__EXERCISE GOAL__
Write out every entry exactly as it stands.

● ● ●

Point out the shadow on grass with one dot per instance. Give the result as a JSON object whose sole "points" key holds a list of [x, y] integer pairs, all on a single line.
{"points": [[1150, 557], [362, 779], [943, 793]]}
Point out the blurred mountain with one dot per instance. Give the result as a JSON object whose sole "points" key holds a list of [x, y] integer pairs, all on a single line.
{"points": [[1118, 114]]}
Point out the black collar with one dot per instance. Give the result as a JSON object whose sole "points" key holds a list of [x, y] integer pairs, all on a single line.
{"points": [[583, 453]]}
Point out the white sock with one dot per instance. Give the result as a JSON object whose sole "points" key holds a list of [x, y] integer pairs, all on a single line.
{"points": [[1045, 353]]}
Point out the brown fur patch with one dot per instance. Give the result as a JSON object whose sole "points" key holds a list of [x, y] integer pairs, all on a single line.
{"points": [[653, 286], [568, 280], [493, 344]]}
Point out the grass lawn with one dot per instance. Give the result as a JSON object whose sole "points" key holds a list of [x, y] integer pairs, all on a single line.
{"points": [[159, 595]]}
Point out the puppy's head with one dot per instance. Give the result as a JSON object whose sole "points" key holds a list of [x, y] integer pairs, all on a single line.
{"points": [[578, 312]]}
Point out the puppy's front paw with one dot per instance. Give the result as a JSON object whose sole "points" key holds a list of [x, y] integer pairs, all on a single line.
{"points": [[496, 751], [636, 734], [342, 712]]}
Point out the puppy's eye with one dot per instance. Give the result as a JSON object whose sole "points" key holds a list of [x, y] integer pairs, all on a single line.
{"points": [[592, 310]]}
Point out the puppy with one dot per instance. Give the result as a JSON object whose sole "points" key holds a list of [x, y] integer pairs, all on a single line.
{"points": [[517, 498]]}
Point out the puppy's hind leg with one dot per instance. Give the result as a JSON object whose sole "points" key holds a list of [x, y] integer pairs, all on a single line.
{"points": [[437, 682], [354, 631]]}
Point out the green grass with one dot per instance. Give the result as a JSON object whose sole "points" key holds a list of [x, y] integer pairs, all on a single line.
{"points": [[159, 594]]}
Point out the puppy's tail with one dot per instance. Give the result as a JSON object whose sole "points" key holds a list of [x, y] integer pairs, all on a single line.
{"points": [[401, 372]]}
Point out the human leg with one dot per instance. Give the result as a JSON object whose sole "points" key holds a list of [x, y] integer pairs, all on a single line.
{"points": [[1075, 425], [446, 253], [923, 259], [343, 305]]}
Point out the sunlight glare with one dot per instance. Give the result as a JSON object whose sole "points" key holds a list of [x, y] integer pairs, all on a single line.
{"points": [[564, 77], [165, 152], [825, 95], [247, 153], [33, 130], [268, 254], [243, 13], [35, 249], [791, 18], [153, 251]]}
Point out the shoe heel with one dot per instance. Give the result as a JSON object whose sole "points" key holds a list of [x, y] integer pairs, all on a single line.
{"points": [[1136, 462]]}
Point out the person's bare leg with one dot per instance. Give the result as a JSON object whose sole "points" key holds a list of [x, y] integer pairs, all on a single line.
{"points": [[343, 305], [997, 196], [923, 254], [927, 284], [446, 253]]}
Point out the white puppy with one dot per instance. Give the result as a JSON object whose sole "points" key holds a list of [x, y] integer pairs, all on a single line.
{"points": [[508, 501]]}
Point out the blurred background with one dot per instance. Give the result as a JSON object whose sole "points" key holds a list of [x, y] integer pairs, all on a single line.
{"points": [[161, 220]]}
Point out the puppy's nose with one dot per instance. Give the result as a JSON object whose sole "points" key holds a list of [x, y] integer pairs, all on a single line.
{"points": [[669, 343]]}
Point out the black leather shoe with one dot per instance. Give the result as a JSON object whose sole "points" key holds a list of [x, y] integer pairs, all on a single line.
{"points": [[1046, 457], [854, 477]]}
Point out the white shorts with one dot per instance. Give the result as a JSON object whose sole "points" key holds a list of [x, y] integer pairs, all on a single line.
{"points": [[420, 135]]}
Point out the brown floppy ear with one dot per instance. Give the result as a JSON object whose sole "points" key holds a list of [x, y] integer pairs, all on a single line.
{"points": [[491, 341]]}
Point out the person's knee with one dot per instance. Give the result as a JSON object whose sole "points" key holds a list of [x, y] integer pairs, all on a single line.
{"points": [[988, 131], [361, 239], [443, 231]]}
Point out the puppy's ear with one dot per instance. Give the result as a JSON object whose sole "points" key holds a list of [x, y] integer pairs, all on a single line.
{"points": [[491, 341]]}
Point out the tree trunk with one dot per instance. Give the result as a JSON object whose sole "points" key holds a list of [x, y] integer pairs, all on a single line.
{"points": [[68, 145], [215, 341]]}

● ● ●

__FINISHED EXERCISE__
Point out the shadow on grass with one dot per instance. Give the result as a JSON object whose sole "points" key holds a list of [x, y] integer pairs, all on a single line.
{"points": [[1150, 557], [362, 779], [943, 793]]}
Point out the blurred mountain with one dot per instance. Give the result as a JSON object whose sole "points" key holds a list of [x, y] integer pairs, all on a single line.
{"points": [[1118, 114]]}
Point out the black collar with one dot per instance. Give the result as a JSON object whose sole "points" key holds a list of [x, y] integer pairs, all on a single line.
{"points": [[583, 453]]}
Point out the white sock with one dot per instance. Give the result as a JSON object whose sole "points" key holds a list of [x, y] integer pairs, all on a single line.
{"points": [[1045, 353]]}
Point out the brown fur patch with one dot per instance. Give the result as a JSON object whose sole "points" key holds a list of [x, y] integer pairs, all on a single line.
{"points": [[653, 286], [568, 280], [493, 344]]}
Point out the grass lawn with one dot per instance. Give the result as a JSON object whose sole "points" key holds a list of [x, y] integer pairs, all on a single line.
{"points": [[159, 595]]}
Point out the puppy's head with one dot per instance. Give the result as a JSON object whose sole "points" key holds a list of [x, y] integer pairs, all on a single line.
{"points": [[578, 312]]}
Point out the puppy's front paw with one dot per instance. Give the result as a JSON object whose sole "points" key holds a list of [x, y] integer pairs, all on a single line.
{"points": [[496, 751], [636, 734], [342, 712]]}
Point out the puppy's eye with one dot per instance. Give the result as a JSON object whose sole "points" key holds a list of [x, y] integer pairs, all on a single line.
{"points": [[592, 310]]}
Point out the puppy with one dot per instance. Give the result as a JSON object whose sole "points" key holds a list of [x, y] integer pairs, all on a single line.
{"points": [[517, 498]]}
Point out the puppy's hind leg with one dot per instance. Give the result as a JSON object whose sole "points" key holds a list of [x, y] integer pairs, all on a single line.
{"points": [[437, 682], [354, 631]]}
Point out the green grass with one dot per instance. Give the result as a JSON object whose sole "points" key holds a list of [x, y] integer pairs, all on a single line.
{"points": [[159, 594]]}
Point out the puppy's tail with one dot per instance. Give the result as a JSON object whose sole "points" key holds a list of [x, y] integer pairs, all on a single line.
{"points": [[401, 372]]}
Point out the human leg with one dot per instance. Give the result as a JSON object whose sole "points" key holds a list of [x, y] integer pairs, all on a single line.
{"points": [[1075, 425], [446, 253], [923, 259], [343, 305]]}
Point out the sunlight glare with one dot per instance. Give the result as a JSON object whose sole "points" key holds a list of [x, y] integer pairs, all on a single line.
{"points": [[564, 77], [165, 152], [825, 95], [247, 153], [33, 130], [268, 254], [243, 13], [35, 249], [791, 18], [153, 251]]}
Point out the shoe heel with one dot per instance. Give the result as a JSON object whose sole "points" key holds a list of [x, y] integer pairs, all on a single line.
{"points": [[1136, 462]]}
Point out the person's bare leg with one dot per instance. Give the result as a JSON object whose sole "points" key holds a list of [x, y] integer pairs, all on a single line.
{"points": [[343, 305], [997, 196], [923, 254], [927, 284], [446, 253]]}
Point out the white puppy with one dot per instance. Give the result as a JSON object whose sole "points" key holds a list of [x, y] integer pairs, all on a single line.
{"points": [[508, 501]]}
Point out the blurred background with one dot per instance. Give the result as a JSON object whose sole "points" key holds a list of [x, y] integer pairs, all on a single line.
{"points": [[161, 220]]}
Point out the puppy's nose with one dot per instance. Give the result as a JSON object whose sole "points" key holds a list of [x, y] integer pairs, all on a single line.
{"points": [[669, 343]]}
Point out the black leather shoe with one dot per instance. Give the result as a JSON object whose sole "points" key holds a list of [x, y] integer pairs, all on a single line.
{"points": [[1046, 457], [854, 477]]}
Point out the white shorts with one dot per instance. Give the result as a JSON object whose sole "points" key holds a list of [x, y] integer pairs, all on a single line.
{"points": [[420, 135]]}
Point out the brown floppy ear with one dot per instance. Give the result as a JSON object whose sole "points" key holds a list of [x, y] integer pairs, all on a single line.
{"points": [[491, 341]]}
Point out the person's knee with one dot per instance. Give the result as a JSON object whose sole "points" key holds a list of [x, y] integer pairs, all on a single line.
{"points": [[988, 131], [361, 239], [443, 231]]}
Point out the puppy's ear with one dot per instance. Give the result as a JSON object whose sole "points" key holds a list of [x, y] integer pairs, all on a single line.
{"points": [[491, 341]]}
Point out the tree trunk with one dot per instance. Give the result as a JSON object whose sole "points" key holds a list of [x, y] integer pairs, all on a single line.
{"points": [[68, 145], [215, 341]]}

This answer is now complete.